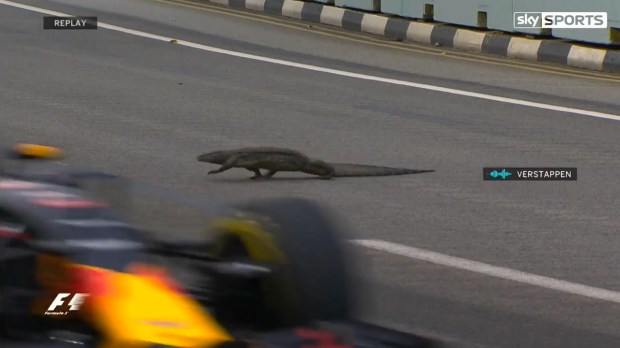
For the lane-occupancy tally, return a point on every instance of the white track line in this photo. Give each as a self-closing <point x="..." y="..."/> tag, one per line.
<point x="493" y="271"/>
<point x="332" y="71"/>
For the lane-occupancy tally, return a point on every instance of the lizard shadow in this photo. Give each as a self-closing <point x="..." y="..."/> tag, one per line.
<point x="282" y="179"/>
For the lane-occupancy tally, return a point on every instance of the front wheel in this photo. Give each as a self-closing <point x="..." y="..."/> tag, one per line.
<point x="313" y="283"/>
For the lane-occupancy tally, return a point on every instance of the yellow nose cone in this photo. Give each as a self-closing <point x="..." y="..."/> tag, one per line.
<point x="37" y="151"/>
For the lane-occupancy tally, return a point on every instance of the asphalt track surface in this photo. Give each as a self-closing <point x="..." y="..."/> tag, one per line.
<point x="145" y="109"/>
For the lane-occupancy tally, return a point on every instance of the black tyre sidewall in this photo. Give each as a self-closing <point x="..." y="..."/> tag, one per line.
<point x="314" y="283"/>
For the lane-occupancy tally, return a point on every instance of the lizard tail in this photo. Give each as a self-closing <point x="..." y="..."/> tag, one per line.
<point x="345" y="169"/>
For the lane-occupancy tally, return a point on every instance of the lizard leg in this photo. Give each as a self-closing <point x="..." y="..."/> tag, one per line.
<point x="226" y="166"/>
<point x="257" y="173"/>
<point x="270" y="173"/>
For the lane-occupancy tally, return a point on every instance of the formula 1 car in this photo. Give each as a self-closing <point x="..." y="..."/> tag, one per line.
<point x="74" y="272"/>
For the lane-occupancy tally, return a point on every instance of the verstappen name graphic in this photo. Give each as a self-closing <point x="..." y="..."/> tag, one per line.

########################################

Can you rewrite the stretch of the listing above from the line containing "of the formula" through the end of the listing, keeping the requests unchanged but multiplying every x and y coordinate in the answers by 2.25 and rounding each result to a whole number, with halves rounded up?

• [Answer to the problem]:
For the lane-occupancy tally, return a point on every instance of the formula 1 car in this photo. Give each as a self-closing <point x="..." y="..."/> tag, one per line.
<point x="167" y="612"/>
For the lane-occupancy tally, return a point on every instance of the verstappen name graphic in this photo. Give each as a self-closing <point x="..." y="..."/> tag, one per line.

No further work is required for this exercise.